Table 2 shows the details of the single-layer films produced in Examples 19 to 36, Comparative Examples 7 to 12, and Reference Example 1.

	TABLE 2
	Film
	Resin	Modifying agent
	Resin used in		Composition		Composition
	masterbatch	Type	(% by mass)	Type	(% by mass)
Example 19	D-1	D-1	99	K-1	1
Example 20	D-2	D-2	99	K-2	1
Example 21	D-3	D-3	99	K-3	1
Example 22	D-4	D-4	99	K-4	1
Example 23	D-1	D-1	99	K-5	1
Example 24	D-5	D-5	99.55	K-6	0.45
Example 25	D-6	D-6	95.5	K-7	4.5
Example 26	D-1	D-1	99	K-8	1
Example 27	D-1	D-1	99	K-9	1
Example 28	D-1	D-1	99	K-10	1
Example 29	D-1	D-1	99	K-11	1
Example 30	D-1	D-1	99	K-12	1
Example 31	D-1	D-1	99	K-13	1
Example 32	D-1	D-1	99	K-14	1
Example 33	D-1	D-1	99	K-15	1
Example 34	D-1	D-1	99	K-16	1
Example 35	D-1	D-1	99	K-17	1
Example 36	D-1	D-1	99	K-18	1
Comparative	D-1	D-1	99	k-1	1
Example 7
Comparative	D-1	D-1	99	k-2	1
Example 8
Comparative	D-1	D-1	99	k-3	1
Example 9
Comparative	D-1	D-1	99	k-4	1
Example 10
Reference	D-1	D-1	90	K-3	10
Example 1
Comparative	D-1	D-1	99	k-5	1
Example 11
Comparative	D-1	D-1	99	k-6	1
Example 12

In Table 2, the following symbols indicate the following substances.

D-1: Ethylene/1-butene copolymer (density 0.920 g/cm³, MFR 2.1 g/10 minutes, ethylene copolymer ratio 95%),

D-2: Ethylene/1-hexene copolymer (density 0.930 g/cm³, MFR 1.0 g/10 minutes, ethylene copolymer ratio 96%),

D-3: Ethylene/1-octene copolymer (density 0.931 g/cm³, MFR 2.8 g/10 minutes, ethylene copolymer ratio 96%),

D-4: Polyethylene (density 0.927 g/cm³, MFR 4.0 g/10 minutes) D-5: Ethylene/vinyl acetate copolymer (density 0.930 g/cm³, MFR 1.5 g/10 minutes, ethylene copolymer ratio 90%), and

D-6: Ethylene/propylene copolymer (density 0.900 g/cm³, MFR 8.0 g/10 minutes, ethylene copolymer ratio 3.5%).

• [Aim] Write out the passage on single-layer films word for word, between "D-3: Ethylene/1-octene copolymer" and "copolymer ratio 3.5%).", inclusive. The items that follow are separate from the passage on single-layer films.

• [Material provided]
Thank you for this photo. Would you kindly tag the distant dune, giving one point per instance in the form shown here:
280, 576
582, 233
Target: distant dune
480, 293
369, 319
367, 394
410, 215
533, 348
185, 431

• [Solution]
D-3: Ethylene/1-octene copolymer (density 0.931 g/cm³, MFR 2.8 g/10 minutes, ethylene copolymer ratio 96%),

D-4: Polyethylene (density 0.927 g/cm³, MFR 4.0 g/10 minutes) D-5: Ethylene/vinyl acetate copolymer (density 0.930 g/cm³, MFR 1.5 g/10 minutes, ethylene copolymer ratio 90%), and

D-6: Ethylene/propylene copolymer (density 0.900 g/cm³, MFR 8.0 g/10 minutes, ethylene copolymer ratio 3.5%).